(TRECHO SELECIONADO)
* * *

Correio braziliense, n. 20198, 08/09/2018. Política, p. 5

 

Temor de "queima de arquivo"

João Vitor Marques

08/09/2018

 

 

Juiz de Fora (MG) — A juíza Patrícia Alencar Teixeira de Carvalho, da 2ª Vara Federal da Subseção de Juiz de Fora, na Zona da Mata de Minas, decidiu, em audiência de custódia ontem, pela transferência de Adelio Bispo de Oliveira para um presídio federal. O homem de 40 anos, que esfaqueou o presidenciável Jair Bolsonaro (PSL), cumpre prisão preventiva desde a madrugada de ontem, quando foi conduzido ao Centro de Remanejamento do Sistema Prisional (Ceresp).

A audiência durou uma hora. Ainda não há definição sobre onde exatamente Adelio ficará preso. A escolha da penitenciária depende das vagas disponíveis. A própria defesa, representada por quatro advogados, concordou com a transferência para um presídio federal.

Familiares haviam demonstrado preocupação quanto à integridade física de Adelio. Um dos advogados dele, Zanone Manuel de Oliveira Júnior, admitiu a tendência de condenação. “Se a defesa vai trabalhar neste processo, ela vai trabalhar até com um pedido de condenação. Mas um pedido de condenação levando em consideração todas as circunstâncias atenuantes: a conduta da vítima, a confissão espontânea..”, disse.

* * *

(Registros de um conjunto de dados)
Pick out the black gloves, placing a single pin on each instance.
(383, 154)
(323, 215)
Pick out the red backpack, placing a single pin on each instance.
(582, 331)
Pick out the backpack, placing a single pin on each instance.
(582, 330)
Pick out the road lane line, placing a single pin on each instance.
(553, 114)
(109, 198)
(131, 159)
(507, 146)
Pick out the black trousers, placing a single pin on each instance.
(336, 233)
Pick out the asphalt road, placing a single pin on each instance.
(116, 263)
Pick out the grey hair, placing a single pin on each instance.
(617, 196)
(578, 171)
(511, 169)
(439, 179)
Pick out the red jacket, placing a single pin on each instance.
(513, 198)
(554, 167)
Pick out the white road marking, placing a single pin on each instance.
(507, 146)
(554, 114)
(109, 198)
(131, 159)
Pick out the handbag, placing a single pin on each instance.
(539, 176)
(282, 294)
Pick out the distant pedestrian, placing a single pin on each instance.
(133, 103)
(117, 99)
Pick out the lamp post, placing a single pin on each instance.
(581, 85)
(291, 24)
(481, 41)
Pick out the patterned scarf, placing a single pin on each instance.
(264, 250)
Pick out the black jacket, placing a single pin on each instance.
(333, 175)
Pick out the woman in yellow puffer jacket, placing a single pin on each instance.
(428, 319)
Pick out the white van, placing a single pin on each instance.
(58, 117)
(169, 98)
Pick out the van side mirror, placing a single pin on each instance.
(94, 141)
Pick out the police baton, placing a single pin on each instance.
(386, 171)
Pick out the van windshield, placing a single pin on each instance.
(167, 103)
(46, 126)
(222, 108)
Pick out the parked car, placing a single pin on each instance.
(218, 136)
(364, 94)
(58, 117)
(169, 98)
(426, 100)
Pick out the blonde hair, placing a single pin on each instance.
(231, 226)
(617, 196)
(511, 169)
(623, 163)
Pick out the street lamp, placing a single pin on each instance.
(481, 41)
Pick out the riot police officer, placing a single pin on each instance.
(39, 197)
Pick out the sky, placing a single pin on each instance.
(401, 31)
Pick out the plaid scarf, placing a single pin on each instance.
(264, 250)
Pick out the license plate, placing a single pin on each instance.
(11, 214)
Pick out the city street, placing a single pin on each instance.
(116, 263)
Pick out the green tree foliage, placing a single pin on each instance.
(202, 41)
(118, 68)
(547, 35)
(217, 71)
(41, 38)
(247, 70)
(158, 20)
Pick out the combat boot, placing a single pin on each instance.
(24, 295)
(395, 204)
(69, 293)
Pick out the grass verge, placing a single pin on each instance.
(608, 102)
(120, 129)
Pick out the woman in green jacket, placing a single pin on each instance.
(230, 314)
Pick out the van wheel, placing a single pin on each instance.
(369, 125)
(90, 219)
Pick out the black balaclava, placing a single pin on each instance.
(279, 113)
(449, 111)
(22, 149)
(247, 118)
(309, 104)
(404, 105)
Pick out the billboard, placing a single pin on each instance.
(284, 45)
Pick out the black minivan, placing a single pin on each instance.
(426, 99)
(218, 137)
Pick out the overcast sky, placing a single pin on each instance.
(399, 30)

* * *

(OBJETIVO DA TAREFA) Resuma em duas frases a notícia sobre a transferência de Adelio Bispo de Oliveira.

(RESPOSTA ESCRITA) Em audiência de custódia, a juíza Patrícia Alencar Teixeira de Carvalho, da 2ª Vara Federal da Subseção de Juiz de Fora, decidiu transferir para um presídio federal Adelio Bispo de Oliveira, o homem de 40 anos que esfaqueou o presidenciável Jair Bolsonaro e cumpre prisão preventiva. A defesa concordou com a transferência, cujo destino ainda depende das vagas disponíveis, e um dos advogados admitiu a tendência de condenação.